Problem A -
Please rescale the listing starting with the line containing "Ground shed roof" and going on through the line containing "[[184, 218, 200, 253]]", both included. Write those lines out again with their requests, multiplying every bounding-box coordinate in the answers by 0.3 and rounding each to a whole number, with halves rounded up.

-------- Text block

Reinforcing fibres integrated into the pipe wall form a laminated sandwich structure
with improved physical properties and providing a proprietary product.
The improved flexural strength makes iPlus Composite liner an excellent material choice for non-circular cross-sections that contain straight sides (i.e. egg shapes or flat bottom arch pipes) as well as those likely to be subject to higher than usual external loadings (i.e. consistent long-term traffic flows).
GRP lining is classed as a segmental lining system, meaning it utilises preformed/prefabricated liner sections as the basis of the lining system.
A GRP (glass-reinforced-plastic) liner is essentially a fibreglass/resin product, which is factory manufactured and moulded to the precise size and shape of the pipeline it is designed to rehabilitate.
The design is normally based on the minimum dimension permissible within the deteriorated culvert under repair. This ensures that the liner can be installed throughout the culvert length without any deformation in the host pipe that prevents access. GRP liners can also be utilised to negotiate bends in culverts by utilising short length liner pipes.
As the GRP liner segments are preformed to the minimum dimension of the host pipe, installation is normally achieved manually with specially fabricated end profiles. This linked together closely to ultimately form the completed lining length. Within the culvert, the liner segments are positioned using spacer blocks to create the lining, with an annulus between the liner outer wall and the pipe inner wall.
Normally this annulus is grout filled as the lining construction advances. This provides the necessary bond between the host pipe and the new liner and adds to the structural integrity of the completed system.
The Intergrout renovation system seals all leaks and restores the compressive ring strength of brick and masonry arches. A man-entry technique, this method of filling the cracks and voids with high strength polymer-reinforced grout has been proven to be effective in all sizes of sewer.
It is a cost-effective solution to problems caused by erosion and the breakdown of the original structure. Installation is completed by drilling small diameter holes into the liner wall and injection grout then fills voids around and within the culvert structure forming the required seal.
Where injection sealing is not required but where deterioration in the culvert wall is due to misplaced mortar or missing brickwork, re-pointing and brick replacement can be utilised. Ferrocement lining utilises a mesh support structure that is normally constructed within the host pipe/culvert at the section to be lined. A special cement mortar is applied to create the ferrocement structure. The system creates a WRc Type I liner once cured.
Advantages of this system are that it can be used to repair discreet/localised sections of a pipe such as the invert section if this is where the pipe's problem is located. It is also suitable to complete 'whole pipe' linings.
The Insituplate System was developed from ITL's extensive background in belowground construction techniques coupled with the use of GRP lining units in major pipe renovation schemes. The installation of the system starts with the excavation of the existing pipe/culvert invert to a predetermined profile for a distance of 600mm or 1,200mm.

----------------
-------- Listed records

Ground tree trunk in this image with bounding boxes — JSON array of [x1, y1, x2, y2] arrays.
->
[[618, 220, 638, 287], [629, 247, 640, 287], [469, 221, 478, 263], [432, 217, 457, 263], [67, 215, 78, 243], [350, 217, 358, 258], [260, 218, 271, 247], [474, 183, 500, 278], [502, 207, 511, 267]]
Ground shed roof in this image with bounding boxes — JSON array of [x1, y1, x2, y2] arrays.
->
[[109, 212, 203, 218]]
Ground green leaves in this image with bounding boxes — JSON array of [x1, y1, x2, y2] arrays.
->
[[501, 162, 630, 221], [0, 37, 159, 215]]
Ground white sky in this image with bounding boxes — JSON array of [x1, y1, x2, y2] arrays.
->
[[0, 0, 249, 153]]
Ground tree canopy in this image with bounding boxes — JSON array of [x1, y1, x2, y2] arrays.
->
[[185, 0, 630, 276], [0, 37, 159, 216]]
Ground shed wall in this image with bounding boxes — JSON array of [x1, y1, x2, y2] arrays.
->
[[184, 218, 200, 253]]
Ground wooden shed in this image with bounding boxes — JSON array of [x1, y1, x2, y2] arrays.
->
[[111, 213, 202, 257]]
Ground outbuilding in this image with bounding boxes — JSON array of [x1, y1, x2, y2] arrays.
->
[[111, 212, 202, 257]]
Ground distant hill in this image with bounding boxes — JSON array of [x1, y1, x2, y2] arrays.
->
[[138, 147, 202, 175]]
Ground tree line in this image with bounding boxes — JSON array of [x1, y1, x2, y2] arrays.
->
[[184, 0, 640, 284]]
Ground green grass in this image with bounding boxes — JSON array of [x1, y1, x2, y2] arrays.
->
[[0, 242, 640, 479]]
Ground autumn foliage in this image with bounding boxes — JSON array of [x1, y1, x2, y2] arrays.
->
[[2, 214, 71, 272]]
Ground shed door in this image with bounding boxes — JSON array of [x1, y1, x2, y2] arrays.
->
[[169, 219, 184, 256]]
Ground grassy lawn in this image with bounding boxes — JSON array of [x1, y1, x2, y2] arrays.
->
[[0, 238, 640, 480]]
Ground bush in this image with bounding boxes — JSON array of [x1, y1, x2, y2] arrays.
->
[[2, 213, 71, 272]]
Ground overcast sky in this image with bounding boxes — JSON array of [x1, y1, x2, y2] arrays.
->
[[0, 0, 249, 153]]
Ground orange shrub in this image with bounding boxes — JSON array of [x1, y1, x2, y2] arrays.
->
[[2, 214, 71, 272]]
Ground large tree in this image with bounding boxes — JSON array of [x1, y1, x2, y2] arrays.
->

----------------

Problem B -
Translate this sentence from the pipe-lining text into Spanish: "Normally this annulus is grout filled as the lining construction advances."

Output A -
Ground shed roof in this image with bounding boxes — JSON array of [x1, y1, x2, y2] arrays.
->
[[33, 64, 61, 65]]
Ground green leaves in this image with bounding boxes — JSON array of [x1, y1, x2, y2] arrays.
->
[[150, 49, 189, 66], [0, 11, 48, 65]]
Ground white sky in this image with bounding boxes — JSON array of [x1, y1, x2, y2] arrays.
->
[[0, 0, 75, 46]]
Ground tree canopy in this image with bounding boxes — JSON array of [x1, y1, x2, y2] arrays.
->
[[56, 0, 189, 83], [0, 11, 48, 65]]
Ground shed wall in this image with bounding boxes — JSON array of [x1, y1, x2, y2] arrays.
->
[[55, 65, 60, 76]]

Output B -
Normalmente, este espacio anular se rellena con lechada a medida que avanza la construcción del revestimiento.